Task to complete
For each line of the data below, copy it if it holds the word "point".

Available data
+++
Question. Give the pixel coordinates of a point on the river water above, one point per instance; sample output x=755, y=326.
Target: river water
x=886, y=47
+++
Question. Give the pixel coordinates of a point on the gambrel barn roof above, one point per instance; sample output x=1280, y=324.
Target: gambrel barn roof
+++
Solution to the problem
Question. Give the pixel coordinates of a point on the river water above, one point per instance; sample output x=755, y=326.
Question. Give the pixel coordinates of a point on the gambrel barn roof above, one point per instance; sample output x=1280, y=324.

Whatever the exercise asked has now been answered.